## BEGIN Entries provided
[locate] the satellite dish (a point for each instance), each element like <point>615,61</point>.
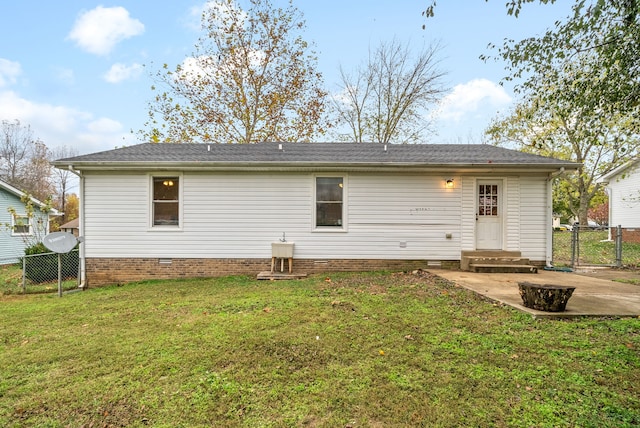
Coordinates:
<point>60,242</point>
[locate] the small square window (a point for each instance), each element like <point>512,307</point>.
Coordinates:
## END Entries provided
What you need to do
Exclude the pictures and repeat every other part of the records word for word.

Correct result
[locate] the satellite dish (a point for each instance), each element like <point>615,61</point>.
Coordinates:
<point>60,242</point>
[locate] the small square window (a point for each instance), each element like <point>512,307</point>.
Coordinates:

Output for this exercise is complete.